— begin INFORMATION SUPPLIED —

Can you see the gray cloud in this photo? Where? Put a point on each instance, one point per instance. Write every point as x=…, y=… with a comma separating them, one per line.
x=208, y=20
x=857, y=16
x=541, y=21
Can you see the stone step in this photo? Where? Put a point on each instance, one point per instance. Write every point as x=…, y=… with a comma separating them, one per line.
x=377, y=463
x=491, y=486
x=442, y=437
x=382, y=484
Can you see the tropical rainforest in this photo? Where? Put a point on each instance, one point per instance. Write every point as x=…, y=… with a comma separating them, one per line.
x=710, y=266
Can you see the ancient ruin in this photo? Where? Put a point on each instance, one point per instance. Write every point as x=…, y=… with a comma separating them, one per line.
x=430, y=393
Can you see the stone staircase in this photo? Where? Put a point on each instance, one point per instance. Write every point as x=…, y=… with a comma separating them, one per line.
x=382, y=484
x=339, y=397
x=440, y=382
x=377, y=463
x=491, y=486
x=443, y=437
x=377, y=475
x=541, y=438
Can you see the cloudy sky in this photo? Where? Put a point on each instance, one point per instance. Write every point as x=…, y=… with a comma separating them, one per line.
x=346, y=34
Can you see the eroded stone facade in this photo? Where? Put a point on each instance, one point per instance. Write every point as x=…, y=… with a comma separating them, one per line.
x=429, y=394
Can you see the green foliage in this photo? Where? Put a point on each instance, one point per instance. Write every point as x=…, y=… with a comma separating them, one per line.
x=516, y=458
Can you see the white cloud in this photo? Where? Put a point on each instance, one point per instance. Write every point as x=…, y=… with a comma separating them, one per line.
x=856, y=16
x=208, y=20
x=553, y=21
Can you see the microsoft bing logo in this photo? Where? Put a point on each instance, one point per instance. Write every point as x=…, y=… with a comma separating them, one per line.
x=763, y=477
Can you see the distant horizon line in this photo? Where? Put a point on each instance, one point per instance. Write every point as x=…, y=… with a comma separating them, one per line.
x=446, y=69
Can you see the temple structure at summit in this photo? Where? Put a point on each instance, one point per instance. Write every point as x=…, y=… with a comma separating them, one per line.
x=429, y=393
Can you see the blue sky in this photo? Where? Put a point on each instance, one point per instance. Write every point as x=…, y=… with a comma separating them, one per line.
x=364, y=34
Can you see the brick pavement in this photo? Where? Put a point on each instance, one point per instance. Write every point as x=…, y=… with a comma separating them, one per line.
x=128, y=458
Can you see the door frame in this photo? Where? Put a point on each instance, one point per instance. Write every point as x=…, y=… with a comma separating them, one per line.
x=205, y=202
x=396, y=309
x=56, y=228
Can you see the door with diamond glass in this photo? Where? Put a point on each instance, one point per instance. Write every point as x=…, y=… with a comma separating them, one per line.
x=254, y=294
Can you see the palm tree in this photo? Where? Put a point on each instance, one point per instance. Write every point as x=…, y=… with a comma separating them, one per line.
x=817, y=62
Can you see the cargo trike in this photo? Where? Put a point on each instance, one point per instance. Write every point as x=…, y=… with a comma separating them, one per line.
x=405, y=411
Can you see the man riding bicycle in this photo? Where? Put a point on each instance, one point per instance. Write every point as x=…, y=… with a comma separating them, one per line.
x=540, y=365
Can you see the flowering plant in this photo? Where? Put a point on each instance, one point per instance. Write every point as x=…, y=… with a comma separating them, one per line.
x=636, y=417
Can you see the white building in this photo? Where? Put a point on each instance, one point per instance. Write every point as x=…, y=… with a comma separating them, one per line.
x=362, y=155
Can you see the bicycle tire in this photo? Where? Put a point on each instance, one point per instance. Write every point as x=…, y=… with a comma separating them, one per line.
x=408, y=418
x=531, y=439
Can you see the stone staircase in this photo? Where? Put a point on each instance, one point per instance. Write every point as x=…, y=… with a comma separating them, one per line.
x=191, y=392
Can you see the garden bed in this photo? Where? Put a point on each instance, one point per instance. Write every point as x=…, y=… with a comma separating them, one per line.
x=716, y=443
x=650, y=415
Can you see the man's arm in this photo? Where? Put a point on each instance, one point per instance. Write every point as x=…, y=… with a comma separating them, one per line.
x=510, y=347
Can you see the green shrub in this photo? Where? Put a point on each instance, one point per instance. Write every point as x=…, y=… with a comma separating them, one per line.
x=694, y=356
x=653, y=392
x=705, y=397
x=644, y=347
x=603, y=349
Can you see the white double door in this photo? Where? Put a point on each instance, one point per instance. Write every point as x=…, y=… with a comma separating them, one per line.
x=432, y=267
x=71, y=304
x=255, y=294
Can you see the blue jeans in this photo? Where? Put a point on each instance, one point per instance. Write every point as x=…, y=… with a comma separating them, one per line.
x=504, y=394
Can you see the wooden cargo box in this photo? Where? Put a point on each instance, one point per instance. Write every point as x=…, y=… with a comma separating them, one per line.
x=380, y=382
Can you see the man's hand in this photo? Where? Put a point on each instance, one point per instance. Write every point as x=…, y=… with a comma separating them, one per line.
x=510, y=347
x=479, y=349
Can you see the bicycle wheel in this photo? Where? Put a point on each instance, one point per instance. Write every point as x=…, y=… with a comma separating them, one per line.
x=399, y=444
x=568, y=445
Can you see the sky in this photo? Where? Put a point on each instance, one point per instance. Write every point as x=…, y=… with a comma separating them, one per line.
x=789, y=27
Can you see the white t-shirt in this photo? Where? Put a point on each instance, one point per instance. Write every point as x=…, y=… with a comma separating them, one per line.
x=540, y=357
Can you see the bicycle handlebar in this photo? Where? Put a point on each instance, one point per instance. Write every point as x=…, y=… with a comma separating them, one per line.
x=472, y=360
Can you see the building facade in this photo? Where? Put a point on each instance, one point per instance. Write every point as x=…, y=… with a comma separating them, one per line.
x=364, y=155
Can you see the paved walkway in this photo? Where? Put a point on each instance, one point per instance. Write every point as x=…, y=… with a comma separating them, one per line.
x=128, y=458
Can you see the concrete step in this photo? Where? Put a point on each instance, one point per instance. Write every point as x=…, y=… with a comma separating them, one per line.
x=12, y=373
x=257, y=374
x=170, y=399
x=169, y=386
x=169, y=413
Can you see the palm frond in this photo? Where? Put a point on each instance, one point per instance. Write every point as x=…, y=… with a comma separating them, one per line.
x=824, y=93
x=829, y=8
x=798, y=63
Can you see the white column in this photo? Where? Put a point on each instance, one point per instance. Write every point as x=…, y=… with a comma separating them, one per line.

— end INFORMATION SUPPLIED —

**WRITTEN REQUEST**. Arrange every row above as a numbered list, and leave out any blank lines.

**RESULT OF THE TASK**.
1. Can you see the gray cloud in this photo? Where? Put a point on each instance, one point per instance. Write every point as x=…, y=… with a comma separating them, one per line.
2. x=208, y=20
3. x=857, y=16
4. x=541, y=21
5. Can you see the stone step in this photo? Where? Put a point on each instance, one point per instance. Write every point as x=…, y=… with a comma separating them, one per line.
6. x=377, y=463
7. x=491, y=486
8. x=442, y=437
9. x=382, y=484
10. Can you see the tropical rainforest in this photo? Where? Put a point on each instance, one point per instance. Write every point as x=…, y=… with a comma separating them, one per line.
11. x=710, y=266
12. Can you see the ancient ruin in this photo? Where? Put a point on each instance, one point per instance. Write every point as x=…, y=… with a comma separating them, one per line.
13. x=430, y=393
14. Can you see the stone staircase in this photo? Where? Put a point on each instance, one point per instance. Write every point as x=…, y=… with a comma separating them, one per line.
15. x=382, y=484
16. x=339, y=397
17. x=440, y=382
18. x=377, y=463
19. x=491, y=486
20. x=443, y=437
21. x=377, y=475
22. x=541, y=438
23. Can you see the cloudy sky in this photo? Where? Put a point on each instance, one point per instance. Write every point as x=…, y=… with a comma separating them, one per line.
24. x=346, y=34
25. Can you see the eroded stone facade in this photo? Where? Put a point on each instance, one point per instance. Write every point as x=…, y=… with a comma separating them, one per line.
26. x=429, y=394
27. Can you see the green foliage in this photo? Where? Put a point on each instance, one point per instance. Write every point as x=…, y=… with a comma separating them, one per line.
28. x=516, y=458
29. Can you see the white cloud in this photo? Where? Put a point on each instance, one point per instance. Write every point as x=…, y=… with a comma separating them, one per line.
30. x=856, y=16
31. x=208, y=20
32. x=553, y=21
33. Can you see the microsoft bing logo in this photo? Where? Put a point on each instance, one point per instance. Write every point as x=…, y=… with a comma separating them, one per line.
34. x=763, y=477
35. Can you see the distant horizon line in this photo? Where? Put a point on each instance, one point per instance. Write every point as x=…, y=… with a comma separating them, one per line.
36. x=446, y=69
37. Can you see the temple structure at summit in this photo? Where? Put a point on each instance, one point per instance. Write every point as x=…, y=… with a comma separating them, one per line.
38. x=429, y=393
39. Can you see the blue sky in this photo? Where? Put a point on each instance, one point per instance. Write every point as x=…, y=… with a comma separating them, one per line.
40. x=364, y=34
41. Can you see the brick pavement in this photo? Where? Put a point on each instance, one point per instance. Write every point as x=…, y=… with a comma separating them, one per line.
42. x=128, y=458
43. Can you see the door frame in this photo? Where? Put a point on each instance, one point per instance. Write every point as x=…, y=… with a comma separating them, one per line.
44. x=205, y=202
45. x=396, y=309
46. x=56, y=228
47. Can you see the door with diamond glass in this photo? Where? Put a point on each instance, one point per instance. Write every point as x=…, y=… with a comma separating them, one per line.
48. x=254, y=294
49. Can you see the palm tree in this photo? Where? Put a point on each instance, one point per instance. Write every point as x=…, y=… with a comma separating them, one per line.
50. x=817, y=62
51. Can you see the cargo trike in this photo? Where? Put a point on each instance, one point per instance. Write every point as x=…, y=… with a comma separating them, one per line.
52. x=405, y=411
53. Can you see the man riding bicycle in this photo? Where? Put a point on each instance, one point per instance. Write every point as x=…, y=… with a comma separating them, one per line.
54. x=540, y=365
55. Can you see the flowering plant in this photo? Where? Put a point on each instance, one point per instance. Write every point as x=…, y=… with a comma separating them, one per line.
56. x=636, y=417
57. Can you see the white building in this photo? Where? Put a point on each instance, one point per instance. Write every point as x=…, y=… with a comma separating them, one per line.
58. x=362, y=155
59. Can you see the bicycle tire in this photo? Where? Put a point on each instance, one point per instance. Write every point as x=…, y=… with a comma separating them, one per line.
60. x=408, y=418
61. x=531, y=439
62. Can you see the stone staircase in this photo? Where? Put a point on each instance, one point per instance. Write every point as x=…, y=… with a comma separating them, one per line.
63. x=191, y=392
64. Can you see the garden bed in this photo? Where? Put a point on each instance, one point per instance. Write every point as x=…, y=… with a comma separating them, one per line.
65. x=716, y=443
66. x=650, y=415
67. Can you see the man's arm in this photo? Where? Put a point on each instance, one point per instance. Write every point as x=…, y=… with a comma separating them, one per line.
68. x=510, y=347
69. Can you see the green shrub in this photo? Where? Put a point on each instance, one point per instance. Write every point as x=…, y=… with a comma separating them, one per line.
70. x=694, y=356
71. x=653, y=392
72. x=705, y=397
73. x=644, y=347
74. x=603, y=349
75. Can you see the white double door in this photo? Where? Put a point on each instance, one point per instance. Write every point as x=…, y=… with a comma separating them, one per line.
76. x=432, y=267
77. x=71, y=304
78. x=255, y=294
79. Can you see the blue jeans in this photo? Where? Put a point on each instance, one point per instance. Write every point as x=…, y=… with a comma separating them, one per line.
80. x=504, y=394
81. Can you see the wooden cargo box in this photo? Where? Put a point on each instance, one point per instance. Write every point as x=…, y=… with a comma separating them, one per line.
82. x=380, y=382
83. Can you see the man's hand in this photo? Where? Put a point on each instance, one point per instance. Write every point as x=…, y=… with a comma separating them, one per line.
84. x=510, y=347
85. x=479, y=349
86. Can you see the bicycle wheel in this photo? Where? Put a point on each instance, one point per instance. Write every point as x=…, y=… with a comma separating them, one per line.
87. x=399, y=444
88. x=568, y=445
89. Can you see the sky in this photo? Where? Put a point on each instance, one point per instance. Write every point as x=…, y=… with a comma separating them, one per line.
90. x=789, y=27
91. Can you see the white t-shirt in this photo? Where? Put a point on each instance, one point per instance. Write every point as x=…, y=… with a comma separating them, one per line.
92. x=540, y=357
93. Can you see the bicycle handlebar in this photo? Where? Put a point on each instance, one point per instance. Write every point as x=…, y=… with a comma separating them, one per line.
94. x=472, y=360
95. Can you see the building facade in this photo? Where? Put a point on each instance, one point per instance. Write every point as x=…, y=… with a comma separating them, one per line.
96. x=364, y=155
97. Can you see the paved walkway in this photo? Where? Put a point on each instance, one point per instance. Write every point as x=…, y=… with a comma separating them, one per line.
98. x=128, y=458
99. Can you see the concrete step in this photo? Where? Put a point on each instance, one point per instance. Write every point as x=…, y=… with a comma separating them, one per line.
100. x=12, y=373
101. x=257, y=374
102. x=170, y=399
103. x=169, y=386
104. x=169, y=413
105. Can you see the palm frond in this photo? Where? Put a point on each instance, one point per instance. Write every point as x=…, y=… with a comma separating them, one per line.
106. x=824, y=93
107. x=829, y=8
108. x=798, y=63
109. Can you see the white column in this photo? Where? Put a point on each instance, one point per instance. Write every point as x=…, y=… with a comma separating them, one per line.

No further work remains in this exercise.